**TAREFAS A REALIZAR**
1. Extraia do texto sobre o valor da causa o trecho que vai de "3. Para a fixação" até "pedido com a causa de pedir.", inclusive.
2. Responda, com base no texto sobre o valor da causa:
(a) Que artigo do Código Civil estabelece que o proprietário goza de modo pleno e exclusivo dos direitos de uso, fruição e disposição?
(b) Nas acções de reivindicação, a que corresponde o valor da acção?
(c) Em regra, que valor tem a causa?
3. Dê continuidade ao texto sobre o valor da causa a partir do ponto em que ele termina.

**TEXTO DO DOCUMENTO**
▬▬▬
O proprietário goza de modo pleno e exclusivo dos direitos de uso, fruição e disposição das coisas que lhe pertencem, dentro dos limites da lei e com observância das restrições por ela impostas (art.º 1305º do Código Civil/CC) e pode exigir judicialmente de qualquer possuidor ou detentor da coisa o reconhecimento do seu direito de propriedade e a consequente restituição do que lhe pertence (art.º 1311º, n.º 1, do CC).

            3. Para a fixação do valor da causa, o critério fundamental que a lei nos fornece é o da utilidade económica imediata que com a acção se pretende obter, ou seja, a expressão monetária do benefício que pela acção se pretende assegurar, sendo que, em rigor, o benefício a que a acção visa é dado, não pelo pedido isoladamente considerado, mas pelo pedido combinado com a causa de pedir.

            Nas acções de condenação destinadas a pedir a prestação duma coisa diversa de pagamento de quantia ou destinadas a pedir a prestação dum facto, o valor da acção determina-se pelo valor da coisa ou do facto cuja prestação se pede, devendo relacionar-se o pedido com a causa de pedir.

            Nas acções de reivindicação o que interessa é o valor real do prédio e o valor da acção corresponde ao da coisa reivindicada; estando em causa, não a totalidade da coisa/prédio, mas uma fracção ou parte dela, o valor da causa terá que ser determinado não pelo valor de toda a coisa, mas pelo da parcela ou fracção em litígio (v. g., acção de demarcação); se apenas estiver em causa parte de uma coisa, ainda que se peça a declaração do direito de propriedade sobre toda ela, é o valor da parte em litígio que marca o valor processual da causa.[11]

            4. Em regra, a causa tem o valor em que as partes houverem acordado (art.º 305º).
▬▬▬
**Dados de origem**

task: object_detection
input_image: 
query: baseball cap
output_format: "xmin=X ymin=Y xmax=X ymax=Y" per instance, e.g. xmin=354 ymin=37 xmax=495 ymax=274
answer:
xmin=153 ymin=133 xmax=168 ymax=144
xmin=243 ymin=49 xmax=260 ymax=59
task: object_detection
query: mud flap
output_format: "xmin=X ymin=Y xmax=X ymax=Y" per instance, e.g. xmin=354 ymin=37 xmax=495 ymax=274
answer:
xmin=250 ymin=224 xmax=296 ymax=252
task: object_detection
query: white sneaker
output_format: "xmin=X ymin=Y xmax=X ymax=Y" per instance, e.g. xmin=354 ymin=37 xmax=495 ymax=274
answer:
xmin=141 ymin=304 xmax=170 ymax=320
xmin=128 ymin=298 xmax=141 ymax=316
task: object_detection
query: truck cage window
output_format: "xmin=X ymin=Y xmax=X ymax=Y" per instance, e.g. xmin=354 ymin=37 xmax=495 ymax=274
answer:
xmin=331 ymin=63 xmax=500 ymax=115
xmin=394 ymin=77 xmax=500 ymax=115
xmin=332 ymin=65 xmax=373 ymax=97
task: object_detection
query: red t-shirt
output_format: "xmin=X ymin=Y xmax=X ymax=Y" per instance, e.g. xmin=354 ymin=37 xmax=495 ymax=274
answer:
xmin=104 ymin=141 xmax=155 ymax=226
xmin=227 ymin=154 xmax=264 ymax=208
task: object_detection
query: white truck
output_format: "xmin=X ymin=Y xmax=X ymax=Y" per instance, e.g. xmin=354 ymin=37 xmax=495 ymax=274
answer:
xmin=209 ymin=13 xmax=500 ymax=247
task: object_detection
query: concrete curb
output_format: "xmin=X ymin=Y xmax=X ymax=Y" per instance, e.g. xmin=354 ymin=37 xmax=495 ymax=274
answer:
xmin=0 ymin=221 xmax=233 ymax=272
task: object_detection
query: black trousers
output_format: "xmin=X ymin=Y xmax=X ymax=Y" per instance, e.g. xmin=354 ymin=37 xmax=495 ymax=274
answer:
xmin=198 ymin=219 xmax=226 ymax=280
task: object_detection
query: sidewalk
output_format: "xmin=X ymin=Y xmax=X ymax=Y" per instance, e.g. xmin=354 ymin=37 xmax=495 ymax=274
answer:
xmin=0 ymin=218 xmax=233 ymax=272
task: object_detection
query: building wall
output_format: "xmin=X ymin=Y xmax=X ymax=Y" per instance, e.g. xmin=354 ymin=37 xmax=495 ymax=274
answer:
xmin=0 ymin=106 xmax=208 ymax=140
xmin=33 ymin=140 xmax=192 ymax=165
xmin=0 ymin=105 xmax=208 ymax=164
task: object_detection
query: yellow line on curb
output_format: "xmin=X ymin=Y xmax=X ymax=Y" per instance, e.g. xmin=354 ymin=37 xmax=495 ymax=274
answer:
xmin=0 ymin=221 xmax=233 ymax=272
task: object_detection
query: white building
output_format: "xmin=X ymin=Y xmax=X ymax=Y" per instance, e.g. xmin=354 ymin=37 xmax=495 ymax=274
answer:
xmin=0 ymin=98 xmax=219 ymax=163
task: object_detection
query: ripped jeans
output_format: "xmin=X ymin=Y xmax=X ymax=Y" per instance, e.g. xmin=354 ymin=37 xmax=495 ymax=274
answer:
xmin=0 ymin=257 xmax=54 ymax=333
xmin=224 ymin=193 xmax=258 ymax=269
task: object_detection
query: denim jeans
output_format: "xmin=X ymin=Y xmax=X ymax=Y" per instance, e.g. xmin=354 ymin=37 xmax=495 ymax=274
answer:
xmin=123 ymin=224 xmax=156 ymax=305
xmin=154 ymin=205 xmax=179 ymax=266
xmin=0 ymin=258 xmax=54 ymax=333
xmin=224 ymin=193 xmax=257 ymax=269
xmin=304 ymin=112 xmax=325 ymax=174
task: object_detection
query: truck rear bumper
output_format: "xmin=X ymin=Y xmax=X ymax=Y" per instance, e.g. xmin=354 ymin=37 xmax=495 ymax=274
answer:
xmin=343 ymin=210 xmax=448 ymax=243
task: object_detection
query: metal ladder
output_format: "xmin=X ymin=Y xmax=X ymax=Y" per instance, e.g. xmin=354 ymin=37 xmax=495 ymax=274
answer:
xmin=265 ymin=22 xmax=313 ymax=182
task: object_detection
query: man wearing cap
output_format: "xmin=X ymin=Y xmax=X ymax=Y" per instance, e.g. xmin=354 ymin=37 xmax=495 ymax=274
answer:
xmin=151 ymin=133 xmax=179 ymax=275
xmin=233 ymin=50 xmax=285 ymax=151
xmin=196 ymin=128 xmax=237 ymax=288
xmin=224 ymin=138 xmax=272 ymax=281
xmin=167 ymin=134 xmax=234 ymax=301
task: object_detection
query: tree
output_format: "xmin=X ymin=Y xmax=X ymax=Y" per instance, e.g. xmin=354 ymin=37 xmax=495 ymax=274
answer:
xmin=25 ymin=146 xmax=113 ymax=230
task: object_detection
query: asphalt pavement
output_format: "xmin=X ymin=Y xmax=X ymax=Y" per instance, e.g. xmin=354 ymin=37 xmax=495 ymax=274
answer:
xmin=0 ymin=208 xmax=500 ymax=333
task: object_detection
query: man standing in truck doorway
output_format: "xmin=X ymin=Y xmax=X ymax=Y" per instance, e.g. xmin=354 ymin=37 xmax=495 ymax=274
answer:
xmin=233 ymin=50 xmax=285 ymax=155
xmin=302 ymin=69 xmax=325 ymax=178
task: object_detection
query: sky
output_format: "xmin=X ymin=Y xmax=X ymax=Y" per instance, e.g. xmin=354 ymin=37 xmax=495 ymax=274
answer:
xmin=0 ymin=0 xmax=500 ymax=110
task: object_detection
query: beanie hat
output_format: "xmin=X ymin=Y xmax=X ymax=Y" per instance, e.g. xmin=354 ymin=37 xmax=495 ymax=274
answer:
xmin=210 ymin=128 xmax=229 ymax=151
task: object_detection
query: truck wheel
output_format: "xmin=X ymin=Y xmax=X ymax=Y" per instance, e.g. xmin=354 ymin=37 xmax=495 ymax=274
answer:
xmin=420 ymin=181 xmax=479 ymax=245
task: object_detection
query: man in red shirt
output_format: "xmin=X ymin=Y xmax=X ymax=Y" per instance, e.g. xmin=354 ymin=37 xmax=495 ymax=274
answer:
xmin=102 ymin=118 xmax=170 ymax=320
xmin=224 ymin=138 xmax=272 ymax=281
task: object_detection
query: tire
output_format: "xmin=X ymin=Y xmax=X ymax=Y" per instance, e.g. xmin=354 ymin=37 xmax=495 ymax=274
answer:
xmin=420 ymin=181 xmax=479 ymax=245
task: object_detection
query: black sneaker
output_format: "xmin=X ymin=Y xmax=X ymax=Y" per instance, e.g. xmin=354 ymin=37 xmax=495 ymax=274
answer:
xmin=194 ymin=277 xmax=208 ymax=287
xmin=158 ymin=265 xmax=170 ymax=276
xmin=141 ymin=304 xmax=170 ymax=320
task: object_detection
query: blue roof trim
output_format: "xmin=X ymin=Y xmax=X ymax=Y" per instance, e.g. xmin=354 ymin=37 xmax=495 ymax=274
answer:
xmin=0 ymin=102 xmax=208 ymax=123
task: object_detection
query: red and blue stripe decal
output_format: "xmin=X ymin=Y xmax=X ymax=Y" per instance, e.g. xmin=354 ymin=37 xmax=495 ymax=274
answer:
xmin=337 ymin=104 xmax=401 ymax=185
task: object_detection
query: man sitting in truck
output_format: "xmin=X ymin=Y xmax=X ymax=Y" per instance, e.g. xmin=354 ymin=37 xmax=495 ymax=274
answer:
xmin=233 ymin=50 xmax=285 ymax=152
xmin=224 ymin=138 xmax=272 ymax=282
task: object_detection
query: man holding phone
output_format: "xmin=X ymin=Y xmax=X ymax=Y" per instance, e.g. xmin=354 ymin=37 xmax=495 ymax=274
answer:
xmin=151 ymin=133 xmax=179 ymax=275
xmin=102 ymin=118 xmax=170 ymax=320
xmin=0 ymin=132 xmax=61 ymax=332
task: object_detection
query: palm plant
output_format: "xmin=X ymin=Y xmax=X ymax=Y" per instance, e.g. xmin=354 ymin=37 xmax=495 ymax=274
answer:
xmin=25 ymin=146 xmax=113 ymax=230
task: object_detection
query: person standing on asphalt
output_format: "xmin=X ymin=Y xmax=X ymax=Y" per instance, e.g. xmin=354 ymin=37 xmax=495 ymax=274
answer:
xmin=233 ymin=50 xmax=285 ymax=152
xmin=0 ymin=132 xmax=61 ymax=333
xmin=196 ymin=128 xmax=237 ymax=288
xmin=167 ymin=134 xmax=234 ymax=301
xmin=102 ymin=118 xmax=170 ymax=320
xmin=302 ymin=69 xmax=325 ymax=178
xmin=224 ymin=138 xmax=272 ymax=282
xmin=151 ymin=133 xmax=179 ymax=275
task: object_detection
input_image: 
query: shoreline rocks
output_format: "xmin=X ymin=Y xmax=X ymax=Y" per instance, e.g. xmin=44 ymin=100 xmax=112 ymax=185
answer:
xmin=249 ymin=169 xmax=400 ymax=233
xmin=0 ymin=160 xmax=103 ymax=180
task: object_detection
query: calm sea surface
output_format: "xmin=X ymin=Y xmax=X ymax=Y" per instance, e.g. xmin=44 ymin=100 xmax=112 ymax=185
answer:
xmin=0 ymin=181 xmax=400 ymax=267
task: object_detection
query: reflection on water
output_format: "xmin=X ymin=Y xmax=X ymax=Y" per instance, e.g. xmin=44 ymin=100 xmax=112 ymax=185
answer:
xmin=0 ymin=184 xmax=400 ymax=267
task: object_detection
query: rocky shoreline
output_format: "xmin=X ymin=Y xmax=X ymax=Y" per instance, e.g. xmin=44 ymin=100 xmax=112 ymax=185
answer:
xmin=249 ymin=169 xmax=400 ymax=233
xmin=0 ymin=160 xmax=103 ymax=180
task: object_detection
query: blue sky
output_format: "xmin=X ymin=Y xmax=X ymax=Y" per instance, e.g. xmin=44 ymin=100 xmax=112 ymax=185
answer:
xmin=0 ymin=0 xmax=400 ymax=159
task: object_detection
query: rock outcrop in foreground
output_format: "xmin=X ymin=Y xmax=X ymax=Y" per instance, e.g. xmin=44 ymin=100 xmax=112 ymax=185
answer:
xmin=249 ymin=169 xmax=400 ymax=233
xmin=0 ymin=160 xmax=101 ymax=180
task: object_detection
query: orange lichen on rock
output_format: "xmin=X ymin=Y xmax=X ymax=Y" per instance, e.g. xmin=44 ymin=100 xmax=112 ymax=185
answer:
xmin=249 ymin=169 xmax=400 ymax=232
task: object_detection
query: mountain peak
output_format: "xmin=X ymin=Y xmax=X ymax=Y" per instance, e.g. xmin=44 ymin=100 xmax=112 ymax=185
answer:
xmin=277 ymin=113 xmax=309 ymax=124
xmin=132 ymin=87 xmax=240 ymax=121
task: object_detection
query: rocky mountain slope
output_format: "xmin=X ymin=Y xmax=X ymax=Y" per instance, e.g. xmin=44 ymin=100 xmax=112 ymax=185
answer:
▬▬▬
**RESPOSTAS POR ORDEM**
1.
3. Para a fixação do valor da causa, o critério fundamental que a lei nos fornece é o da utilidade económica imediata que com a acção se pretende obter, ou seja, a expressão monetária do benefício que pela acção se pretende assegurar, sendo que, em rigor, o benefício a que a acção visa é dado, não pelo pedido isoladamente considerado, mas pelo pedido combinado com a causa de pedir.

            Nas acções de condenação destinadas a pedir a prestação duma coisa diversa de pagamento de quantia ou destinadas a pedir a prestação dum facto, o valor da acção determina-se pelo valor da coisa ou do facto cuja prestação se pede, devendo relacionar-se o pedido com a causa de pedir.

2.
(a) O art.º 1305º do Código Civil.
(b) Corresponde ao valor da coisa reivindicada.
(c) O valor em que as partes houverem acordado (art.º 305º).

3.
            Exceptua-se o caso de ao juiz parecer manifesto que a acção tem valor diverso daquele em que as partes acordaram; nesse caso, sendo o acordo das partes (sobre o valor) contrário à lei ou à realidade dos factos (ocorrendo “flagrante oposição com a realidade”), o juiz declara-o inadmissível e fixa o valor da causa (ou ordena as diligências necessárias para essa fixação) (art.º 308º).[12]

            5. Na situação em análise, não se discute a propriedade dos dois prédios confinantes, não havendo controvérsia alguma a tal respeito - o litígio versa unicamente sobre a propriedade duma determinada zona intermédia, pelo que o valor dessa faixa de terreno é que deve ser tomado em conta para se fixar o valor da acção ou do pedido correspondente.

            A A. não alude a uma incerteza de estremas face ao prédio dos Réus; não pretende a sua demarcação, de resto, objecto de anterior acção.

            6. A Mm.ª Juíza a quo atendeu ao valor da indemnização pedida (€ 3 000), conforme o disposto no art.º 297º, n.º 1, 1ª parte, e ao valor da parcela de terreno em litígio, considerados os elementos disponíveis referentes ao valor patrimonial (actualizado) inscrito na matriz predial e à área em causa, atentos os elementos indicados pela própria A./recorrente.

            7. Em 2015, a Administração Fiscal actualizara o valor patrimonial do prédio da A., que importa, sobretudo, para efeitos tributários ou fiscais e que raramente coincide com o valor real dos prédios.

            O preço (declarado) da sua aquisição, em 2002, excedeu em 145 % o dito valor patrimonial [cf. II. 1. d) e e), supra], pelo que, apesar da desvalorização verificada no sector imobiliário na sequência da crise económica iniciada em 2008/2009, será de admitir que o dito valor patrimonial estará aquém do seu valor real e, como vimos, é este que deve relevar para efeitos de determinação do valor processual da causa.

            8. Ainda que os Réus não hajam sido parte no processo n.º 3366/03.7TJCBR, dúvidas não restam de que a A. invoca a usurpação de parte do seu prédio por parte dos Réus (que fizeram recuar a linha divisória que separava os dois prédios, pondo-a em causa) e que estes não negam à A. o direito de propriedade sobre todo o seu prédio.

            Ora, na determinação do valor, tendo presente o descrito regime jurídico, cumpre verificar o objectivo real da acção, a utilidade económica imediata que com a acção se pretende obter.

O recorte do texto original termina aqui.